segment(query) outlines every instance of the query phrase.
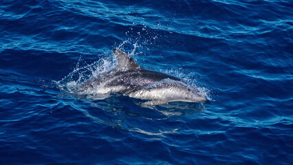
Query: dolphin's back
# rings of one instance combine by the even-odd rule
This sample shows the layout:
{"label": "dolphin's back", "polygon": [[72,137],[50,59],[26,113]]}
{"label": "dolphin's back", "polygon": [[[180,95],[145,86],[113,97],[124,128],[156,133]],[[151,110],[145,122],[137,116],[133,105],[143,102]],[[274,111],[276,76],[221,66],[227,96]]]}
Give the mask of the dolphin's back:
{"label": "dolphin's back", "polygon": [[180,79],[167,74],[146,69],[131,69],[127,72],[116,72],[109,78],[107,85],[127,85],[132,87],[139,87],[164,79],[180,81]]}

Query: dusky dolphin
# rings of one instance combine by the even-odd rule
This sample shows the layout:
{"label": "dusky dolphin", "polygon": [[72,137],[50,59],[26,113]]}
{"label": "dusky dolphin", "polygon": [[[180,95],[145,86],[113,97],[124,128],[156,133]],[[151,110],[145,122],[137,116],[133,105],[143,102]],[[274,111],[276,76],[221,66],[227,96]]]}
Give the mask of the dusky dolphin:
{"label": "dusky dolphin", "polygon": [[128,54],[113,50],[118,66],[113,70],[89,78],[77,93],[105,98],[111,94],[122,94],[134,98],[148,100],[142,104],[157,105],[169,102],[205,102],[203,94],[178,78],[144,69]]}

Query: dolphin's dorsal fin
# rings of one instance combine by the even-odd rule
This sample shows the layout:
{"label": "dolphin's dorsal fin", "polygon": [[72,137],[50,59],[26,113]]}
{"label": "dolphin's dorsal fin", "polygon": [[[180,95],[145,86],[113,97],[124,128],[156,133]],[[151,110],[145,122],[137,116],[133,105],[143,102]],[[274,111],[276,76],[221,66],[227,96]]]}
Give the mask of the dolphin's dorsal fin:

Given request:
Lay out every line of the records above as a Markdown table with the columns Row and Line, numbering the rows and skipping blank lines. Omit the picture lines from the table.

Problem solution:
| Row | Line |
|---|---|
| 1 | segment(query) outlines every instance of the query phrase. |
| 2 | Query: dolphin's back |
| 3 | # rings of one instance combine by the even-odd rule |
| 4 | This sample shows the layout: |
| 5 | {"label": "dolphin's back", "polygon": [[72,137],[50,59],[26,113]]} |
| 6 | {"label": "dolphin's back", "polygon": [[[180,95],[145,86],[113,97],[124,128],[156,133]],[[151,110],[145,122],[137,116],[133,105],[143,102]],[[274,111],[276,76],[221,66],[227,96]]]} |
| 7 | Give the mask of the dolphin's back: |
| 8 | {"label": "dolphin's back", "polygon": [[180,79],[167,74],[146,69],[131,69],[127,72],[116,72],[109,78],[107,85],[127,85],[132,87],[139,87],[164,79],[180,81]]} |
| 9 | Query: dusky dolphin |
| 10 | # rings of one instance combine by the even-odd rule |
| 11 | This sample shows the layout: |
| 12 | {"label": "dusky dolphin", "polygon": [[72,137],[50,59],[26,113]]} |
| 13 | {"label": "dusky dolphin", "polygon": [[[180,95],[145,86],[113,97],[124,128],[156,133]],[[151,110],[145,122],[137,116],[133,105],[143,102]],[[274,111],[276,76],[221,66],[227,96]]]} |
| 14 | Give the mask of the dusky dolphin: |
| 15 | {"label": "dusky dolphin", "polygon": [[128,54],[113,50],[118,66],[113,70],[89,78],[77,93],[105,98],[111,94],[122,94],[134,98],[148,100],[142,104],[157,105],[169,102],[205,102],[203,94],[178,78],[144,69]]} |
| 16 | Query: dolphin's dorsal fin |
| 17 | # rings of one instance combine by the even-odd rule |
| 18 | This sample shows the layout: |
| 19 | {"label": "dolphin's dorsal fin", "polygon": [[72,137],[50,59],[26,113]]} |
| 20 | {"label": "dolphin's dorsal fin", "polygon": [[[180,95],[145,86],[113,97],[124,128],[156,133]],[[151,110],[145,122],[137,116],[133,105],[143,102]],[[274,111],[276,76],[221,66],[227,96]]]} |
| 21 | Give the mask of the dolphin's dorsal fin: |